#### RECORDS PROVIDED

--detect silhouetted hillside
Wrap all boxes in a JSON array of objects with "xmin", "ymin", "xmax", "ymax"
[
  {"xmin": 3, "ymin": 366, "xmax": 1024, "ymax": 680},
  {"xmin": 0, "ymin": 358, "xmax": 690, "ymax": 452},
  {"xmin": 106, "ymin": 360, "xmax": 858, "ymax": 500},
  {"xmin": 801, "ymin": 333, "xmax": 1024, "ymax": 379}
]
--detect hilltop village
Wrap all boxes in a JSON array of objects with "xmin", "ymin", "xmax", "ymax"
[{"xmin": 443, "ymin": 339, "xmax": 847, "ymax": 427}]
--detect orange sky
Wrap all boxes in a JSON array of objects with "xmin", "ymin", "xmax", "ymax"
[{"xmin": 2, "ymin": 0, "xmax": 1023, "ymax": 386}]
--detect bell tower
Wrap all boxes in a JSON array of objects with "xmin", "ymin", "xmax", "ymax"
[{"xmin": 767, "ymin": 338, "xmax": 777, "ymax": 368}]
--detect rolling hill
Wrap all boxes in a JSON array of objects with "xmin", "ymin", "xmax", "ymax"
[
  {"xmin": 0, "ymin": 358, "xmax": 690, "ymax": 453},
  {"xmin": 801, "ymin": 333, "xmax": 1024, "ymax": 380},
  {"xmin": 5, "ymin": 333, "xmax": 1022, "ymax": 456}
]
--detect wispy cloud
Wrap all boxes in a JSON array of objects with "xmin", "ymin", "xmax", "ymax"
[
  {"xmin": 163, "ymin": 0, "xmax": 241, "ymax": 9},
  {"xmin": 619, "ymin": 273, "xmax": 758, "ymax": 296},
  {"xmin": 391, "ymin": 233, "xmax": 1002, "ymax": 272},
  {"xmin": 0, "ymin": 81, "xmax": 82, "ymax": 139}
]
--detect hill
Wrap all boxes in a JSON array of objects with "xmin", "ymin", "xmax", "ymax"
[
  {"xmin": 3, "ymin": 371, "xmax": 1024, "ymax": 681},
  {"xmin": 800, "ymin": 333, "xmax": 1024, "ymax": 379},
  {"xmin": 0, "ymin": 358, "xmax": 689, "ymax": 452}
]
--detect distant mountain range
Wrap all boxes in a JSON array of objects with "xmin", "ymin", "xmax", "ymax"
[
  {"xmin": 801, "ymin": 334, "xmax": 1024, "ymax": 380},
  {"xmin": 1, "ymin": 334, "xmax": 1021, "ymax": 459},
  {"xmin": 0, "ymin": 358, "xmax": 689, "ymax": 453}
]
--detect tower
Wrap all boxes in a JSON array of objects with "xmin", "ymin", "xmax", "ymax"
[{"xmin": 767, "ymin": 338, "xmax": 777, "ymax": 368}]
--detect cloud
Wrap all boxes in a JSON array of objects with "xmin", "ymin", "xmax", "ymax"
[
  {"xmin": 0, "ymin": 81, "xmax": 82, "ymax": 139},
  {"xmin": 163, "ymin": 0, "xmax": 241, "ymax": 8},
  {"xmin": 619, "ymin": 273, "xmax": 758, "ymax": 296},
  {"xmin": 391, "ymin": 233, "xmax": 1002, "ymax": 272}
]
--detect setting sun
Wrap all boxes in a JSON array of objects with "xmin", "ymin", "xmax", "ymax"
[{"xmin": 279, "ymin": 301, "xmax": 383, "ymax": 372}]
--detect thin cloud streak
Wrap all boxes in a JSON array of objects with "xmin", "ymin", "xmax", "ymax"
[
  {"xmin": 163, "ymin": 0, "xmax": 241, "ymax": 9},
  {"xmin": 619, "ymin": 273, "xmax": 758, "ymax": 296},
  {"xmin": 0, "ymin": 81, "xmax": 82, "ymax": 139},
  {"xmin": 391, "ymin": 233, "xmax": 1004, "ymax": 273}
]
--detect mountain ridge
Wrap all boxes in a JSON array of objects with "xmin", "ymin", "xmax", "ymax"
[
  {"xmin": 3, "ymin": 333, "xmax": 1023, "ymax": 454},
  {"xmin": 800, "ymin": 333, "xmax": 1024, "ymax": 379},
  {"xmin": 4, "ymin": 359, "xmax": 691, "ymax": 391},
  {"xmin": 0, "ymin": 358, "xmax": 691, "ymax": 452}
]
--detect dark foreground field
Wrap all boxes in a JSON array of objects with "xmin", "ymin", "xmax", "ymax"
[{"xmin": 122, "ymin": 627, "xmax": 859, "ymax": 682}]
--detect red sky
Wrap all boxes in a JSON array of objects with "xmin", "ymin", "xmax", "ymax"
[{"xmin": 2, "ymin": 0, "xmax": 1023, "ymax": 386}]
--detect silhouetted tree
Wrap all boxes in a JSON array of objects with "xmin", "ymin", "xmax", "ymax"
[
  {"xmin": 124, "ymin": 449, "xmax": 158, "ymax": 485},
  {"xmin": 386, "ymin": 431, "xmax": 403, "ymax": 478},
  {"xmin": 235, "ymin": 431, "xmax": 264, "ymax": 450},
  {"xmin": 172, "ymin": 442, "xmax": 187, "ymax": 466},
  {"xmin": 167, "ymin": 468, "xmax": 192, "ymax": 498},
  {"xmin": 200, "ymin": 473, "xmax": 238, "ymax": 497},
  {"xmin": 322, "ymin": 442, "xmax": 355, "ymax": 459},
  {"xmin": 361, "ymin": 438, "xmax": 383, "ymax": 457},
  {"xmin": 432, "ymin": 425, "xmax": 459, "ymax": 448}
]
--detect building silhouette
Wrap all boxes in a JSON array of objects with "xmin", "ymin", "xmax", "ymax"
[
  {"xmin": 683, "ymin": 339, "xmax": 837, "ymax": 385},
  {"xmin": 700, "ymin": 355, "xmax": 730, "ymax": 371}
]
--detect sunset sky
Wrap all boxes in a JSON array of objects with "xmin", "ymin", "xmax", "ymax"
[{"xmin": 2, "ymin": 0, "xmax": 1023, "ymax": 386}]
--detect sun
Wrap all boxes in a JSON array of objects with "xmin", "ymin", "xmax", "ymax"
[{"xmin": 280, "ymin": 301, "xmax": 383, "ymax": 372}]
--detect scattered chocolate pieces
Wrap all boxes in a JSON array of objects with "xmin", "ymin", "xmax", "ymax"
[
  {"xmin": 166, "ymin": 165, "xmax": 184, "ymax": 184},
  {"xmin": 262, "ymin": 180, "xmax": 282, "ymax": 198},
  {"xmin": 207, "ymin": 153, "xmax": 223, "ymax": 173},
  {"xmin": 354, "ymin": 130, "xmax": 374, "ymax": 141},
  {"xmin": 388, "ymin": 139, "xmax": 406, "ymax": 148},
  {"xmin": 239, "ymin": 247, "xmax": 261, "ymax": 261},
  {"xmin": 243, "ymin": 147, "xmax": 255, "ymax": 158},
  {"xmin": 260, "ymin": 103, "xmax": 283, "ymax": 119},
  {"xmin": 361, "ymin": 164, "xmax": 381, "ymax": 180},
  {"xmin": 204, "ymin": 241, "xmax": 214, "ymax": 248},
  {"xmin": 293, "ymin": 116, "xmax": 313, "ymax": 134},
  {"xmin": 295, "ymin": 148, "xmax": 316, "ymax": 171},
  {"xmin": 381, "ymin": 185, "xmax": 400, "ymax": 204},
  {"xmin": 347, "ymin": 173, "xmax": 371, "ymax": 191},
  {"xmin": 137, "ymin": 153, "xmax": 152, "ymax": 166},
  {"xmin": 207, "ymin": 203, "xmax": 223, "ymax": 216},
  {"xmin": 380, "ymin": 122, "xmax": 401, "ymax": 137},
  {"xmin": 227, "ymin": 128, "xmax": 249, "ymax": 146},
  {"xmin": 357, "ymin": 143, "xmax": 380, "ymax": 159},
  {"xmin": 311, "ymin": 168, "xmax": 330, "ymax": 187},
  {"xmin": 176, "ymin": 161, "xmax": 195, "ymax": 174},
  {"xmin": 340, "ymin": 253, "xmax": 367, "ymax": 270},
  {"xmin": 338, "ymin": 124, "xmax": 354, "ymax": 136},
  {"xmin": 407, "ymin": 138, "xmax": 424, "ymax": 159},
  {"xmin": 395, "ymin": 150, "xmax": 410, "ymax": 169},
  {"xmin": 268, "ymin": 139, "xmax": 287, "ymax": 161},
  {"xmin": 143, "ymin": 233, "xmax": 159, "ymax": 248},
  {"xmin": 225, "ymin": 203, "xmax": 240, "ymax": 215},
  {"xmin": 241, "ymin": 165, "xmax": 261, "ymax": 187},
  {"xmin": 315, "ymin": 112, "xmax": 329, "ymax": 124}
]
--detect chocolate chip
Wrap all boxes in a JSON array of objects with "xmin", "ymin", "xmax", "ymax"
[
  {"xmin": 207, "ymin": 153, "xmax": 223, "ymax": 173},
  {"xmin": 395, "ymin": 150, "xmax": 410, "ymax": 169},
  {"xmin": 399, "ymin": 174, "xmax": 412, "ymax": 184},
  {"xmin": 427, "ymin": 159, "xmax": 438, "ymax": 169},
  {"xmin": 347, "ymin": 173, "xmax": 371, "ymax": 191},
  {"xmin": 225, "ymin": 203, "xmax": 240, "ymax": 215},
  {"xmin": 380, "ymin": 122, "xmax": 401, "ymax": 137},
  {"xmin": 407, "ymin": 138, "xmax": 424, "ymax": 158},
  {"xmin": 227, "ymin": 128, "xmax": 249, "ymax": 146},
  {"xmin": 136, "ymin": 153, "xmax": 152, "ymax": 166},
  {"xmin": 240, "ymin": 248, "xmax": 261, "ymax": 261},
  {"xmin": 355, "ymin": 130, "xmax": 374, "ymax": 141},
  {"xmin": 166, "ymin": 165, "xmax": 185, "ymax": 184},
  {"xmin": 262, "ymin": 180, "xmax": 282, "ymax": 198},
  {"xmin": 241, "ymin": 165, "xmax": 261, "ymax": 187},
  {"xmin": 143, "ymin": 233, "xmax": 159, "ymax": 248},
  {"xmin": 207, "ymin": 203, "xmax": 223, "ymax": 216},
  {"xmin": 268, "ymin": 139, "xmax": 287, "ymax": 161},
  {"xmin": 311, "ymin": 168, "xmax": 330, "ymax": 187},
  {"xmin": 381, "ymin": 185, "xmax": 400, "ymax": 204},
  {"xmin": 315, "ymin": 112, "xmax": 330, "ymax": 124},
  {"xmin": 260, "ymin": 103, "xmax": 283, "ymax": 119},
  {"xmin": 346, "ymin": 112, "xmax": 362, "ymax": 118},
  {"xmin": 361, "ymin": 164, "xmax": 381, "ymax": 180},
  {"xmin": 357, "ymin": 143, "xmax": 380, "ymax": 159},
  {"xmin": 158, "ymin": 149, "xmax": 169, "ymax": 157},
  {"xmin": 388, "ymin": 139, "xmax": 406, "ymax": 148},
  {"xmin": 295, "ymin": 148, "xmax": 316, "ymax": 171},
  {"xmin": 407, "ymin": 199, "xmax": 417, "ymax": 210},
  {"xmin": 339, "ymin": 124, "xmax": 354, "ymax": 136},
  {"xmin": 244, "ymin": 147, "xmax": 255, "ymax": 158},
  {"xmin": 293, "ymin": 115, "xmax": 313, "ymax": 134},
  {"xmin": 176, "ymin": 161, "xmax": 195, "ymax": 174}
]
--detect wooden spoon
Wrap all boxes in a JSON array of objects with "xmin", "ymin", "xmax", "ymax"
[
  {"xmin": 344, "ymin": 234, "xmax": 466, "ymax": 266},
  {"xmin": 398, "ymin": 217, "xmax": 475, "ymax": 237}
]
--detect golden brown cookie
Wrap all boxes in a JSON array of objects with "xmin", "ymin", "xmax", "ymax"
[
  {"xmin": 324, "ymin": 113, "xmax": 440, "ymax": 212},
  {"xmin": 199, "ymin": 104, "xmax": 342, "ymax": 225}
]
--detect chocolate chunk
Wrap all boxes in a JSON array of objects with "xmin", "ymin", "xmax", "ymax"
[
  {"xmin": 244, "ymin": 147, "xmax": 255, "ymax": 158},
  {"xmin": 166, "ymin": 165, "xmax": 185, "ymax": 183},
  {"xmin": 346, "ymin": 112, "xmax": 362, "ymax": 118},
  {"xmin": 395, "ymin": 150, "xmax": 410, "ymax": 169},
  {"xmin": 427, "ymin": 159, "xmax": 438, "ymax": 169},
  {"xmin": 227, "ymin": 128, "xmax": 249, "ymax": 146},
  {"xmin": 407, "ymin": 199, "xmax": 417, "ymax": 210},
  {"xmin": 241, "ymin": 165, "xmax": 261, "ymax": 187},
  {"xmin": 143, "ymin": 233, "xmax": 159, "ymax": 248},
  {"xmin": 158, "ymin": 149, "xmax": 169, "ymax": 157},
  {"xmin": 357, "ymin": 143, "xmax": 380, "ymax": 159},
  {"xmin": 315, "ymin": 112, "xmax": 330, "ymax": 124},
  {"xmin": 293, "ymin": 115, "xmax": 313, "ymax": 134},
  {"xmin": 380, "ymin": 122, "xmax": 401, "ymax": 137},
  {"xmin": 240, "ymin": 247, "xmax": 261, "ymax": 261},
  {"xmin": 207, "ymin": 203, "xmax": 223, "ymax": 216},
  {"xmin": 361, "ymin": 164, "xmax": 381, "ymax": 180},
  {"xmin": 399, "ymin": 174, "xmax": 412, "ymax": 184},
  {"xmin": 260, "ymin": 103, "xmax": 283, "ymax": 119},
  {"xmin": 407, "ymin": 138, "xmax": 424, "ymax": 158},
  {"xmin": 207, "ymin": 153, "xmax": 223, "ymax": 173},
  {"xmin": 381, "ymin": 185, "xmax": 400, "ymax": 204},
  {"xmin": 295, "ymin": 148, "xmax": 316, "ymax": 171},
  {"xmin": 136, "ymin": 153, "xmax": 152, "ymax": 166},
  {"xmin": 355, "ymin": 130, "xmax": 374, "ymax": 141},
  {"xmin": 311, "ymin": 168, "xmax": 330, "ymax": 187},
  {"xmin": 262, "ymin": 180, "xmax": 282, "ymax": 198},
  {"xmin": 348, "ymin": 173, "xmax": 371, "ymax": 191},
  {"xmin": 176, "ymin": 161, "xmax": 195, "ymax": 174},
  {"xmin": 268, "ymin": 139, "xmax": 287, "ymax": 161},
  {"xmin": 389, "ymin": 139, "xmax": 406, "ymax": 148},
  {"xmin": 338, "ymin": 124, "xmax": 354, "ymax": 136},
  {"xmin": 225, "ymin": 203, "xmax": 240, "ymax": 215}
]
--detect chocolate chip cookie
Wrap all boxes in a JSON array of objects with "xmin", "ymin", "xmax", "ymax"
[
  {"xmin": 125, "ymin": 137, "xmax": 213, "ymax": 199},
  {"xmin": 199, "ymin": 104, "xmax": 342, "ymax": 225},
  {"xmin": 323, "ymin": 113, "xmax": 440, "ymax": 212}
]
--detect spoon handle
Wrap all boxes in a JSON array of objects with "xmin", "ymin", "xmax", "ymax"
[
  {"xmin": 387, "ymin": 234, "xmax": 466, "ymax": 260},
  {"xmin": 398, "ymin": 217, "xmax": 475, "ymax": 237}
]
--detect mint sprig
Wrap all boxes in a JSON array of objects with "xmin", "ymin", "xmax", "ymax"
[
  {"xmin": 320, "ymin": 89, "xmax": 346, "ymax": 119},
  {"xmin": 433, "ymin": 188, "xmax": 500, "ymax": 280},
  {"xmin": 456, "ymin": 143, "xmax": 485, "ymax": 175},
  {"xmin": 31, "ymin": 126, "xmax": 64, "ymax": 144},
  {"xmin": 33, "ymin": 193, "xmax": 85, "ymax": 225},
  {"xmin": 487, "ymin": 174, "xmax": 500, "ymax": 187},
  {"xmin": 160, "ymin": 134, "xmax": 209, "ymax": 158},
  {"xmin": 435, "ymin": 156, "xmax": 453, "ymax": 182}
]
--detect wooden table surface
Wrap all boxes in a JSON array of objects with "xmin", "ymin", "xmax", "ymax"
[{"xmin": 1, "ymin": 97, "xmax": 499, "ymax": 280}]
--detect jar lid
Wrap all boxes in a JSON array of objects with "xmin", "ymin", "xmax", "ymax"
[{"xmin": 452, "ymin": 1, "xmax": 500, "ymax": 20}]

########

◆ **YOUR INSTRUCTIONS**
Nothing but a number is needed: tally the lines of the listing that contain "cookie".

◆ **RESPONSE TO THIS EXERCISE**
2